6- QUALITE, ECONOMIE ET MANAGEMENT DE LA FORMATION

   Plusieurs colloques récents abordent la question de la qualité de la formation des ingénieurs et apportent des éclairages intéressants sur ce que doit être le management d'un système de formation. On évoque de plus en plus, dans les milieux spécialisés de l'enseignement supérieur, la mise en conformité des programmes et dispositifs de formation aux normes ISO 9.000 relatives à la gestion de la qualité. Dans ce sens, et dès le début des années 80, les Grandes Ecoles françaises d'ingénieurs confrontaient leurs idées et leurs réalisations en matière de "macro-pégagogie" et de gestion des alternatives de formation.

   Plus que dans tout autre domaine de l'enseignement supérieur se pose la question de la façon dont on articule les différents moyens ou ressources pour atteindre les objectifs fixés.

   C'est d'abord la recherche du meilleur dosage possible entre enseignements (conférences plénières ou cours en petites classes), travaux pratiques, travaux de laboratoire, projets personnels de fin d'études, stages en entreprise, séjours à l'étranger ou autres formules pédagogiques. En d'autres termes, former un ingénieur (du moins dans la culture française), c'est mettre un étudiant en face de multiples façons de gérer son ouverture sur le monde, mais c'est aussi prendre le risque d'un certain dilettantisme (comme le font parfois remarquer les collègues allemands) si cette diversité des possibles pédagogiques n'est pas gérée.

   Cette "macro-pédagogie" voulue est donc mise en oeuvre au sein des Ecoles par une multiplicité d'acteurs dont on imagine mal l'équivalent dans d'autres domaines de l'enseignement supérieur. Ainsi a-t-on fréquemment dans les Ecoles un responsable des stages ou un chargé des relations avec la profession. Des directions pour la formation alternée, pour la formation continue ou pour la formation par la recherche complètent le traditionnel dispositif que constitue la direction des études ou de l'enseignement. Les centres ou unités de service spécialisés (informatique, documentation, audiovisuel,...) concourent de même à cette démarche de macro-pédagogie. La formation est prise, au sein d'une Ecole d'ingénieurs, comme un tout et comme un processus collectif, au sein duquel chacun apporte sa touche, tout en permettant les libres parcours des étudiants.

[Consigne] Pouvez-vous recopier le passage du texte sur la formation des ingénieurs qui s'ouvre sur les mots contenant « 6- QUALITE, ECONOMIE » et se clôt sur « alternatives de formation. », en substituant « séminaires » à « colloques » ? Appuyez-vous uniquement sur le texte sur la formation des ingénieurs.

[Lignes de données]
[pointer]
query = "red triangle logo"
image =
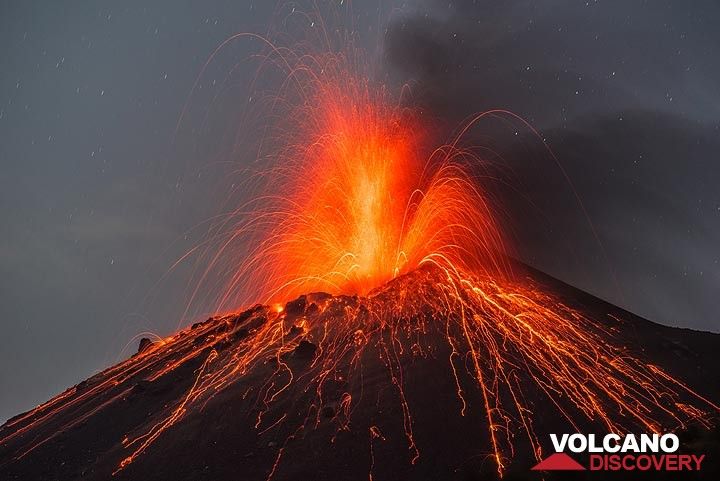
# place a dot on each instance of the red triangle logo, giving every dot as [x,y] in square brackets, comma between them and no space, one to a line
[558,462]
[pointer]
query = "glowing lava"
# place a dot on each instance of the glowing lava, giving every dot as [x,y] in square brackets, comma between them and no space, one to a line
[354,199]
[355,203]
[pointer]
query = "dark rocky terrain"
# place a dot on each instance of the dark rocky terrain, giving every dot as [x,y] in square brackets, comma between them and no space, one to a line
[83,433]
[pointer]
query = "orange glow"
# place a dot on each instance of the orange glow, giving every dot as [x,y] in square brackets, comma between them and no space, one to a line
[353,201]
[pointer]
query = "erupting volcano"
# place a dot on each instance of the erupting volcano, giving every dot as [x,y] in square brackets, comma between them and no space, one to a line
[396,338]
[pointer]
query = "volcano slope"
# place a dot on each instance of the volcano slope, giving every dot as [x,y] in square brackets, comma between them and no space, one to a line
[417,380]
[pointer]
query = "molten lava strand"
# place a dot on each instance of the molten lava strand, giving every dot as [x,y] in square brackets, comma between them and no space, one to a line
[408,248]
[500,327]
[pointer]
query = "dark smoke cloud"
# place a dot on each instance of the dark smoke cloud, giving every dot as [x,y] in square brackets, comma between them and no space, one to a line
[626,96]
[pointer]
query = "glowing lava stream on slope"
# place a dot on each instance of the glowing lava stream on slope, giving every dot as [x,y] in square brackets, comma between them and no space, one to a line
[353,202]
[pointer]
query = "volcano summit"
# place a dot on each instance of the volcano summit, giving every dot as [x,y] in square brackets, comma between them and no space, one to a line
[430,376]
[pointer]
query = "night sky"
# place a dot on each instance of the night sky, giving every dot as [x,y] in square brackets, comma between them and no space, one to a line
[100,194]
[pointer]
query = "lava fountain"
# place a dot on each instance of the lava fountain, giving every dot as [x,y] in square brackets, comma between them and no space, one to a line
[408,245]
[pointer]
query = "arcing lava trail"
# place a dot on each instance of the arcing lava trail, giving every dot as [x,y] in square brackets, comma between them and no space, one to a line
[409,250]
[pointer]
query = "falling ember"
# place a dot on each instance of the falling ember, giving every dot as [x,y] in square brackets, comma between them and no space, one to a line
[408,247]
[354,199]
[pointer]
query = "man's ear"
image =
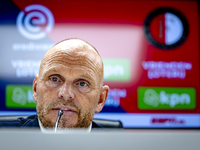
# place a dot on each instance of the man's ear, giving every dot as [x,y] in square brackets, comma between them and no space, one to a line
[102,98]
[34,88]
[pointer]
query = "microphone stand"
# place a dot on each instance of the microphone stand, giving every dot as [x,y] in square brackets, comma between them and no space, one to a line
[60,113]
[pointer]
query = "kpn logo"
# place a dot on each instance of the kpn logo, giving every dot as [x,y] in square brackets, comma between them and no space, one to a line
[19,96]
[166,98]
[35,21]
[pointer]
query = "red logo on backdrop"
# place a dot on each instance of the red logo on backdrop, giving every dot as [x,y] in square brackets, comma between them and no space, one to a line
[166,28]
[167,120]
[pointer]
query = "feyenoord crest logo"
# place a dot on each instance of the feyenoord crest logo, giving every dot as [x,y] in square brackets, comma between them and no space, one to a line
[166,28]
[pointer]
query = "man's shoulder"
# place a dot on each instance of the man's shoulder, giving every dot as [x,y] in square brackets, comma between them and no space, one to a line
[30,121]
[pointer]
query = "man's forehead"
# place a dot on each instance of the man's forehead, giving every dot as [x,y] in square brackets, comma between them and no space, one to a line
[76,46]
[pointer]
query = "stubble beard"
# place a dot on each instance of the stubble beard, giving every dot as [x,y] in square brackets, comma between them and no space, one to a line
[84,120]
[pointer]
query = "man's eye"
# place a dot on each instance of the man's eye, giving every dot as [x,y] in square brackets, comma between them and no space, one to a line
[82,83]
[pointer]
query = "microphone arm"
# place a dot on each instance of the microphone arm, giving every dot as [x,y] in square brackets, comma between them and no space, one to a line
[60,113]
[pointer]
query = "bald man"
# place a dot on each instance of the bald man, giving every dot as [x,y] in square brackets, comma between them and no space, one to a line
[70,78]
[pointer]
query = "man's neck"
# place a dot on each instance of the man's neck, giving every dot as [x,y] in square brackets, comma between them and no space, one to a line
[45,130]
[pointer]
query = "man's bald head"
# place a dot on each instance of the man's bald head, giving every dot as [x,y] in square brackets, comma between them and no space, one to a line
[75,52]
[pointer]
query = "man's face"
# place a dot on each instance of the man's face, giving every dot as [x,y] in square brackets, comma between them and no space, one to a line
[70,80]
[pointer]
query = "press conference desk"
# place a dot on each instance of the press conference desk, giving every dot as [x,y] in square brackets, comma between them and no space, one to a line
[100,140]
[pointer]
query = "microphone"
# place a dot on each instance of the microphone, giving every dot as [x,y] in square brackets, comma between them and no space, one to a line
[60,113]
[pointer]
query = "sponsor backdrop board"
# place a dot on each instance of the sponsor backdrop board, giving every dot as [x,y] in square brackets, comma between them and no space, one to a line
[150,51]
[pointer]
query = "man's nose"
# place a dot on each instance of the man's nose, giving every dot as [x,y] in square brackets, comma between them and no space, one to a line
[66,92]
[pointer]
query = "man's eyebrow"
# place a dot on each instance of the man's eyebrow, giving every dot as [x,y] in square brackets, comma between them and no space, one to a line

[Corrigé]
6- QUALITE, ECONOMIE ET MANAGEMENT DE LA FORMATION

   Plusieurs séminaires récents abordent la question de la qualité de la formation des ingénieurs et apportent des éclairages intéressants sur ce que doit être le management d'un système de formation. On évoque de plus en plus, dans les milieux spécialisés de l'enseignement supérieur, la mise en conformité des programmes et dispositifs de formation aux normes ISO 9.000 relatives à la gestion de la qualité. Dans ce sens, et dès le début des années 80, les Grandes Ecoles françaises d'ingénieurs confrontaient leurs idées et leurs réalisations en matière de "macro-pégagogie" et de gestion des alternatives de formation.